TEXT SHOWN:
— Start —

Karma, written by Cathy Ostlere, 528 pp, RL: TEEN



I first heard of Cathy Ostlere's novel Karma while listening to children's and YA author Julianna Baggott's piece on NPR Hooray for YA: Teen Novels For Readers of All Ages. I have long loved books set in India, for children, teens or adults, so I was immediately intrigued by Baggott's description of this book. I was especially intrigued by the fact that the book was set in 1984 and not the more common setting of the 19th and18th centuries when India was under British rule. Although I was daunted by the page count of the novel, the fact that it is a novel in verse and completely compelling meant that I was able to read it at twice the speed I might have, which is great because it was very hard to put down.

Before reading Karma I knew nothing about the the assassination of the prime minister, Indira Gandhi by two of her Sikh body guards in retaliation for her decision to use the military to remove Sikh separatists from the Golden Temple in Amristar, Punjab, or the riots and mass murder of Sikhs that followed. And, while these political and religious battles are explained through main character Maya's eyes as she records the events of her life in verse in her diary, they are but the framework that supports and outlines the conflict and anger that is at the heart of Maya's family. Sixteen at the start of the novel, Maya is a divided being in every way. She is the child of a Hindu mother and a Sikh father who fell in love at a wedding. Outcasts in their own country, the immigrate to a small town in Canada where Maya is born and given two names, one Hindu (Maya, which means "illusion" and "change") and one Sikh (Jiva, which means "soul"). Exotic outsiders, they are stared at and derided by the townspeople who nonetheless patronize her father's shop. The isolation and prejudice is too much for Maya's mother, who longs to visit her homeland and family but is told repeatedly that they can't afford it. As Karma begins, Maya and her father are on an airplane to India to return her ashes to her birthplace.

— End —

TO BE DONE:
1: Translate this sentence from the review of Karma into Spanish: "Sixteen at the start of the novel, Maya is a divided being in every way."
2: According to the review of Karma, what two names is Maya given when she is born?
3: Go on with the review of Karma, picking up right after its final sentence.
The items that come next have no connection to the review of Karma.

[Stored entries]

— Start —

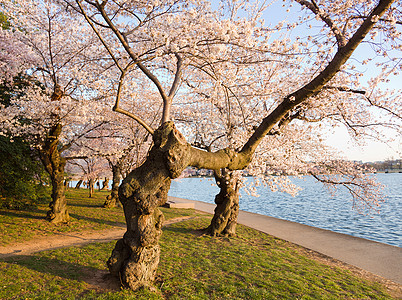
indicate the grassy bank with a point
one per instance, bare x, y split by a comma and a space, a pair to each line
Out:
193, 266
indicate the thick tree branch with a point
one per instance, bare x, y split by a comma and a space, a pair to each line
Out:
314, 86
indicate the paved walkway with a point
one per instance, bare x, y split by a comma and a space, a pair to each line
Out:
378, 258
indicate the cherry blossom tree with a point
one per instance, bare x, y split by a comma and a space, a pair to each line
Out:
170, 43
53, 111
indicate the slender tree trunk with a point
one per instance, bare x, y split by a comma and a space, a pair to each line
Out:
78, 185
91, 185
112, 200
135, 258
105, 184
224, 220
54, 164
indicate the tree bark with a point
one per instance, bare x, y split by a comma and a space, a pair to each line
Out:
105, 184
54, 164
91, 184
78, 185
135, 258
224, 220
112, 200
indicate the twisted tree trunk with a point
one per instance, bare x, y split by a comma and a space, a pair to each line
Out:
112, 200
78, 185
224, 220
135, 258
54, 164
91, 187
105, 184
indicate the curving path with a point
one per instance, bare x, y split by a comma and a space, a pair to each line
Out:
378, 258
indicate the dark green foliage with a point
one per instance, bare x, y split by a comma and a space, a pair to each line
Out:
21, 175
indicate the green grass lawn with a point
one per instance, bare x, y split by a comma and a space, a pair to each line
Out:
253, 265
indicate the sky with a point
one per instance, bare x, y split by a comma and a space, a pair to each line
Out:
340, 140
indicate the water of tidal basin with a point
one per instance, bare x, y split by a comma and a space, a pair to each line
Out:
314, 206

— End —

EXPECTED ANSWERS:
1: Con dieciséis años al comienzo de la novela, Maya es un ser dividido en todos los sentidos.

2: Maya, a Hindu name, and Jiva, a Sikh name.

3:
As Maya tells her story in the pages of her diary we learn that her life is not easy either. While she has a best friend and a crush on a boy who seems to like her as well, she is devastated when, suspecting something, she finds Helen and Michael alone in the barn, Maya's mother's sari between them. But, the betrayal of Helen and her mother's suicide pale in comparison to what happens when Maya and her father when the land in New Delhi, "City of stink and/ noise. Streets clogged with flesh. Voices loud and/ soft./ Sounding of despair./ Smelling of pee." Betrayed yet again, this time by her father, Maya finds herself alone in their hotel room after the assassination while he tries to find help from an old friend. Before her father leaves the room he has Maya help him to alter his obvious Sikh traits.  When Hindus arrive at her hotel and set it on fire in an effort to force the Sikhs out, Maya cuts her own hair so that she can pass a boy, knowing how dangerous it is to be a girl on the streets even in the best of times, and literally runs for her life. Of this experience she writes, "The braid falls beside Bapu's hair. Already a/ forgotten relice. I push at the dark strands with my/ foot and recoil. It's like touching dead things."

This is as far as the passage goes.